Questions
(a) Reproduce the part of the passage about Reitman's talk from "Reitman made his" up to and including "nation’s economic recession.".
(b) Decide whether each statement agrees with the passage about Reitman's talk, answering yes or no and quoting the exact words that settle it: (i) Reitman describes George Clooney as an actor who never wears makeup. (ii) "Juno" cost $230 million to make. (iii) Reitman credits his famous father with helping him get his movie made.
START Passage for review
Reitman talked about working with Sam Elliot on “Thank You for Smoking;” “my first and last actor to bring his own rifle onto the set.” He talked about working with George Clooney in “Up in the Air;” “the only actor I have ever met who never wears makeup.” And he talked about discussions he had with Mel Gibson, “which used to make for an interesting anecdote and now make for a pretty good joke.”
When discussing his attempt to make a living in the movie industry, Reitman proclaimed film festivals as a “strangely democratic” way to break into an artistic career. “Where is the Sundance [Film Festival] for ceramics or sculpture?” he quipped.
His success with a short film at a smaller festival landed Reitman his first agent and jobs directing commercials. “I made the worst commercials ever,” Reitman claimed.
It was several years before he would get the chance to work on “Thank You for Smoking,” a book Reitman had loved and adapted into a screenplay. Even though his screenplay was well received, it took years to find someone willing to fund the project, which was eventually saved by the former owners of the web site PayPal. Having a famous father did not help me get my movie made, Reitman said. “It was internet dudes from Palo Alto who started my film career.”
Reitman made his second film, “Juno,” for $7 million and “it blew up in a way we never expected,” he said, grossing $230 million. When talking about his third and most recent film, “Up in the Air,” Reitman discussed the challenges of making a film about a character who fires people for a living against the backdrop of the nation’s economic recession.
END Passage for review
START Data for analysis
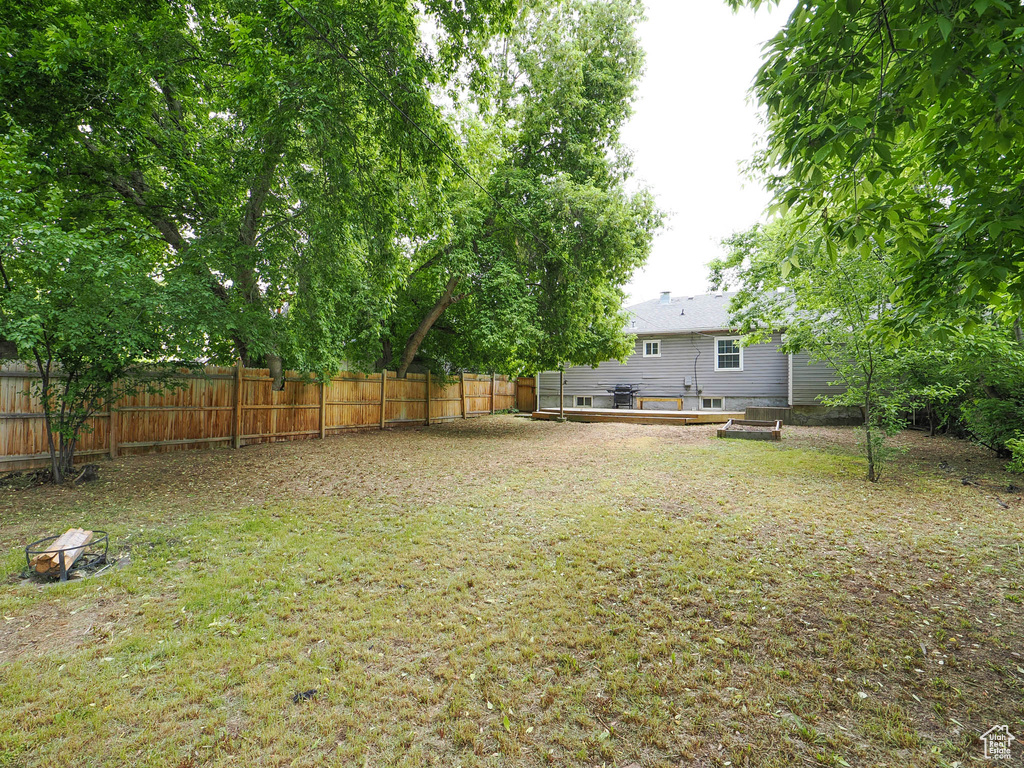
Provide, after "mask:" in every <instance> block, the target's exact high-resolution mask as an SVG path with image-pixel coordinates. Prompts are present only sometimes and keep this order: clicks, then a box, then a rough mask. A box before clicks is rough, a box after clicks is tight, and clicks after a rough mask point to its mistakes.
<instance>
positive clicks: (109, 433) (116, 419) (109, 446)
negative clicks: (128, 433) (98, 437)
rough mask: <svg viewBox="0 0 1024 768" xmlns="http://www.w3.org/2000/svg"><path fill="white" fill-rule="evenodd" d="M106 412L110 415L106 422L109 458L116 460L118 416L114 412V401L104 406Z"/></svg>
mask: <svg viewBox="0 0 1024 768" xmlns="http://www.w3.org/2000/svg"><path fill="white" fill-rule="evenodd" d="M106 411H108V413H109V414H110V416H109V417H108V422H106V433H108V434H106V436H108V438H109V440H110V443H111V444H110V445H109V446H108V447H110V450H111V452H110V453H111V458H112V459H117V458H118V421H119V418H118V414H117V413H116V412H115V411H114V400H113V399H112V400H111V401H110V403H109V404H108V406H106Z"/></svg>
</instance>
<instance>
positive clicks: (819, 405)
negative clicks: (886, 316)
mask: <svg viewBox="0 0 1024 768" xmlns="http://www.w3.org/2000/svg"><path fill="white" fill-rule="evenodd" d="M792 376H793V385H792V391H791V395H790V404H791V406H820V404H821V400H820V399H818V396H819V395H831V396H835V395H838V394H842V393H843V392H845V391H846V387H845V386H844V385H842V384H829V382H831V381H834V380H835V379H836V370H835V369H834V368H831V367H830V366H828V365H826V364H824V362H816V361H812V360H811V355H810V354H808V353H807V352H798V353H796V354H794V355H793V374H792ZM555 383H556V384H557V383H558V380H557V379H556V380H555Z"/></svg>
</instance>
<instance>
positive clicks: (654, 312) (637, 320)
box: [626, 292, 736, 334]
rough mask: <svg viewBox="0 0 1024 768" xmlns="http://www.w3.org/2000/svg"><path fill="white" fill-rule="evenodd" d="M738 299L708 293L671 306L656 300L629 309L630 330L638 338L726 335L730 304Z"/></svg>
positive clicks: (727, 328) (676, 298) (672, 298)
mask: <svg viewBox="0 0 1024 768" xmlns="http://www.w3.org/2000/svg"><path fill="white" fill-rule="evenodd" d="M735 295H736V294H735V292H727V293H719V294H715V293H706V294H699V295H697V296H673V297H671V298H670V300H669V302H668V303H664V302H663V301H662V299H653V300H651V301H644V302H642V303H640V304H634V305H633V306H629V307H626V311H627V312H628V313H629V315H630V325H629V326H627V328H626V330H627V331H629V332H630V333H636V334H669V333H698V332H702V331H726V330H728V329H729V328H730V323H729V301H730V300H731V299H732V297H733V296H735Z"/></svg>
END Data for analysis
Responses in order
(a)
Reitman made his second film, “Juno,” for $7 million and “it blew up in a way we never expected,” he said, grossing $230 million. When talking about his third and most recent film, “Up in the Air,” Reitman discussed the challenges of making a film about a character who fires people for a living against the backdrop of the nation’s economic recession.

(b)
(i) Yes: "the only actor I have ever met who never wears makeup."
(ii) No: "Reitman made his second film, “Juno,” for $7 million"
(iii) No: "Having a famous father did not help me get my movie made"